(Excerpt provided begins)

1 Introduction
2 Data Preparation
- 2.1 Create mock GTF and Test Sets
3 Initial Filtering and Feature Extraction
4 Coding Potential Analysis
- 4.1 Aggregation and Venn Visualization
- 4.2 Performance Evaluation
5 Performance Visualization with calculateCM
- 5.1 Radar and Clock Plots
6 Functional Analysis and Interactions
- 6.1 Cis and Trans Interactions
- 6.2 Annotation and Sankey Diagram
7 Session Information

# Global knitr configuration
knitr::opts_chunk$set(echo = TRUE, collapse = TRUE, message = FALSE, warning = FALSE)

# Load libraries required for the pipeline workflow
library(lncRna)
library(rtracklayer)

(Excerpt provided ends)

Brief 1> Write out the lncRna pipeline excerpt from "# Global knitr" to "library(rtracklayer)", keeping every character unchanged.
Brief 2> Translate the sentence "Load libraries required for the pipeline workflow" from the lncRna pipeline excerpt into Spanish.
The items that come next are taken from a different source.

(Data records begins)

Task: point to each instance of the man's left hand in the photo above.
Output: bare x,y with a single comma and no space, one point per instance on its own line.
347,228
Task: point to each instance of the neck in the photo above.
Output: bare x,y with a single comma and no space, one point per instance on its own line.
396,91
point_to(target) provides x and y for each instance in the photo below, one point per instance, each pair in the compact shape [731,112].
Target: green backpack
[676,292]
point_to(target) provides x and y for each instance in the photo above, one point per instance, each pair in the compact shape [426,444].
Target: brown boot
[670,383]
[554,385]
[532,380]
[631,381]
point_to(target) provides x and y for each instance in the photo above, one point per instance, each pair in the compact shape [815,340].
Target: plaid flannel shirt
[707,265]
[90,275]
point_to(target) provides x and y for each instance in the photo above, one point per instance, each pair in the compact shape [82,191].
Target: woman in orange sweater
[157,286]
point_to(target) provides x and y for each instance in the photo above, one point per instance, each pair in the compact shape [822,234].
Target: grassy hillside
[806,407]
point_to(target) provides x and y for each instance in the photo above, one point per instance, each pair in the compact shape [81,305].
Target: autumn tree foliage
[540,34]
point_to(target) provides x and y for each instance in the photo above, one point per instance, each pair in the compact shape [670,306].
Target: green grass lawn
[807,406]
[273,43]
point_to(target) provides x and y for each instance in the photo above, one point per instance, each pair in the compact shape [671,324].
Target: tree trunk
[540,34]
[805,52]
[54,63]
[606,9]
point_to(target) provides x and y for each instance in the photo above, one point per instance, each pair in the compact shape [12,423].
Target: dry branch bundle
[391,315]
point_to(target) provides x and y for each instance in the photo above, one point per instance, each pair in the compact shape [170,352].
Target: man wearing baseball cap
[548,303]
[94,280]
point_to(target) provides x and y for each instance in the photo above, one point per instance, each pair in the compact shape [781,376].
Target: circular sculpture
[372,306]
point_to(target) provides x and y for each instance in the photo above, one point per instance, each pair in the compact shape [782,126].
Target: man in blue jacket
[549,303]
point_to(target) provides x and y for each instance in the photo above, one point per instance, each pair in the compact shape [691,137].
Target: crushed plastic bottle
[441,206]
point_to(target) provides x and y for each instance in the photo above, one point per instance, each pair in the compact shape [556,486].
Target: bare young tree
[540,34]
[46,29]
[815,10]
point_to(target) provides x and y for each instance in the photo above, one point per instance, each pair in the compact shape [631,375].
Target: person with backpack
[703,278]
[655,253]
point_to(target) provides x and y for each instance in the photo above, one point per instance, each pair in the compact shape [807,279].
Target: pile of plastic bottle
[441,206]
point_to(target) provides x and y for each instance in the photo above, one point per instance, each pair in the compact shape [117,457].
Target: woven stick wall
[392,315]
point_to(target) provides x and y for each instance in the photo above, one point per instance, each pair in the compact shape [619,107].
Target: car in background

(Data records ends)

Result 1>
# Global knitr configuration
knitr::opts_chunk$set(echo = TRUE, collapse = TRUE, message = FALSE, warning = FALSE)

# Load libraries required for the pipeline workflow
library(lncRna)
library(rtracklayer)

Result 2> Carga las bibliotecas necesarias para el flujo de trabajo del pipeline.